* [Verilen metin]
>>>>>
Davacının dava dilekçesinde tanık deliline dayandığı, Mahkememizin tanığa usulüne uygun davetiyenin tebliğ edildiği, tanık …’in Mahkememizin 17/07/2019 tarihli duruşmasında hazır bulunduğu, duruşmadaki beyanında “Davacılar ve müteveffa …’nu tanırım, arkadaşlık ilişkimiz vardır, … ile … tam hatırlamamakla beraber 2014 veya 2015 senesinde boşandılar, ancak beraber yaşamaya devam ediyorlardı, ben …’dan 2014 senesinde ayrıldım ve İstanbul’a yerleştim, zaman zaman …’da evimiz olması nedeniyle … …’ya gidiyordum, bazı zamanlarda da … ve …’nun evinde kalıyordum, boşanmış olmalarına rağmen beraber yaşamaya devam ediyorlardı, müteveffa sürekli evin içerisindeydi, benim bildiğim kadarıyla …’nun başka ikametgahı yoktu, boşandıktan sonra çocuklar rahat etsin diye kaldıkları daireden bir villaya taşındılar, bu taşınma işleri boşanma olduktan sonra tam hatırlamamakla beraber 2014 senesinde gerçekleşmiştir, konuya ilişkin bilgim ve görgüm bu kadardır…” dediği bu beyanını da imzası ile tevsik etmiş olduğu anlaşılmıştır.
Yine tanık beyanını almak üzere … Asliye Hukuk Mahkemesine talimat yazıldığı, … Asliye Hukuk Mahkemesinin … tal. Sayılı dosyasında alınan tanık beyanında “Müteveffa … …’de Adli Tıp Bölümünde öğretim üyesiydi, direksiyon başında kalp krizi geçirdiği için kaza meydana gelmiş, davaya konu kazadan sonra 1 yılı aşkın yoğun bakımda kaldı, bu süreçte … Üniversitesinde tedavi gördü, müteveffa eşinden boşanmıştı fakat birlikte yaşamaya devam ediyorlardı, evlilik birliği sadece kağıt üzerinde bitmişti hatta bu dönemde 2. Bir çocukları dahi oldu, ben kendim de …’de öğretim elemanı kadrosundayım, evlerine girer çıkardım bu nedenle tarafların evliliğinin sadece resmiyette bitip fiilen bitmediğine şahitliğim vardır, tanıklık ücreti istemiyorum…” dediği bu beyanını imzası ile tevsik etmiş olduğu anlaşılmıştır.
<<<<<
* [Görev listesi]
1 – Tanık beyanlarını aktaran metinden "Yine tanık beyanını" ile başlayıp "beyanını imzası ile tevsik etmiş olduğu anlaşılmıştır." ile biten bölümü aynen geri ver.
2 – Tanık beyanlarını aktaran metne göre ilk tanık mahkemenin hangi tarihli duruşmasında hazır bulunmuştur?
3 – Lütfen tanık beyanlarını aktaran metinde anılan bütün yılları, her birini yalnızca bir kez yazarak sırala.
Buradaki kayıtların metinle hiçbir bağlantısı yoktur.

* [Çıkarılan kayıtlar]
>>>>>
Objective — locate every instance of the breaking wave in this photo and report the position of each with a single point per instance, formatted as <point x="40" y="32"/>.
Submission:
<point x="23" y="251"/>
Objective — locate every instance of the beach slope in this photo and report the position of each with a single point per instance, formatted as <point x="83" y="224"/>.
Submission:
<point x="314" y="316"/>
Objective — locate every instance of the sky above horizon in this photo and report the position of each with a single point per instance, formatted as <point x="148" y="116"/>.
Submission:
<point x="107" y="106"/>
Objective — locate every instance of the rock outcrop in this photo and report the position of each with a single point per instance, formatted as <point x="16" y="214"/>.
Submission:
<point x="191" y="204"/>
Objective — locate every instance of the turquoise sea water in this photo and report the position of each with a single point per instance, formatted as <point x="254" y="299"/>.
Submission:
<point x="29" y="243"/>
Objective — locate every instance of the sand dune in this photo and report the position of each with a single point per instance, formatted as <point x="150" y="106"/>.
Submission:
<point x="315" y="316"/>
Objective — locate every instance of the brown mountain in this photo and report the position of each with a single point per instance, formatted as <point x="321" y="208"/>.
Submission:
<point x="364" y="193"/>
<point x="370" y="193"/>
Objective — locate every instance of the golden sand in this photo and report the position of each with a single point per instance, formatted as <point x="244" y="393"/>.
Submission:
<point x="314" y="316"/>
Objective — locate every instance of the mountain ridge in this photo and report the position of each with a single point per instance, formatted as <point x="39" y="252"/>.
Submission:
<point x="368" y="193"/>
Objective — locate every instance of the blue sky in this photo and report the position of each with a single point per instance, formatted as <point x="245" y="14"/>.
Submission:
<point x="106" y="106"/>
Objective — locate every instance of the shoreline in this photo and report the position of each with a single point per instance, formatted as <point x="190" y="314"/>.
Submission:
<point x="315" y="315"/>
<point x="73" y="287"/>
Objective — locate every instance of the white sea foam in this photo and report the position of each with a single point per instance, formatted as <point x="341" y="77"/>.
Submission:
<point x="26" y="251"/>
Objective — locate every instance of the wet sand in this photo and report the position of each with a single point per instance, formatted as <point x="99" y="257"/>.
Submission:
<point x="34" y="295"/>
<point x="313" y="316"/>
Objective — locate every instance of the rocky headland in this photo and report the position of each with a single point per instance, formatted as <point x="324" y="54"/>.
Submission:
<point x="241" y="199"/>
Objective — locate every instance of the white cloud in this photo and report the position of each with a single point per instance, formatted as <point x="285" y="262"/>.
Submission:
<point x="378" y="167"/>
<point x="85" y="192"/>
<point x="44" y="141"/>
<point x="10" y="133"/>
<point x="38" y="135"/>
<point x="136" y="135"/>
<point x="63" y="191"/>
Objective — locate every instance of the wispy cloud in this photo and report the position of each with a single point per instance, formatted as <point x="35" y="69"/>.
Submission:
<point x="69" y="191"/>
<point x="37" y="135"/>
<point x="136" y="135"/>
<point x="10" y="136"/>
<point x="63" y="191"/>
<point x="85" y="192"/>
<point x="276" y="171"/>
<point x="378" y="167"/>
<<<<<
* [Görevlerin yanıtları]
1 –
Yine tanık beyanını almak üzere … Asliye Hukuk Mahkemesine talimat yazıldığı, … Asliye Hukuk Mahkemesinin … tal. Sayılı dosyasında alınan tanık beyanında “Müteveffa … …’de Adli Tıp Bölümünde öğretim üyesiydi, direksiyon başında kalp krizi geçirdiği için kaza meydana gelmiş, davaya konu kazadan sonra 1 yılı aşkın yoğun bakımda kaldı, bu süreçte … Üniversitesinde tedavi gördü, müteveffa eşinden boşanmıştı fakat birlikte yaşamaya devam ediyorlardı, evlilik birliği sadece kağıt üzerinde bitmişti hatta bu dönemde 2. Bir çocukları dahi oldu, ben kendim de …’de öğretim elemanı kadrosundayım, evlerine girer çıkardım bu nedenle tarafların evliliğinin sadece resmiyette bitip fiilen bitmediğine şahitliğim vardır, tanıklık ücreti istemiyorum…” dediği bu beyanını imzası ile tevsik etmiş olduğu anlaşılmıştır.

2 – 17/07/2019 tarihli duruşmada.

3 – 2014, 2015, 2019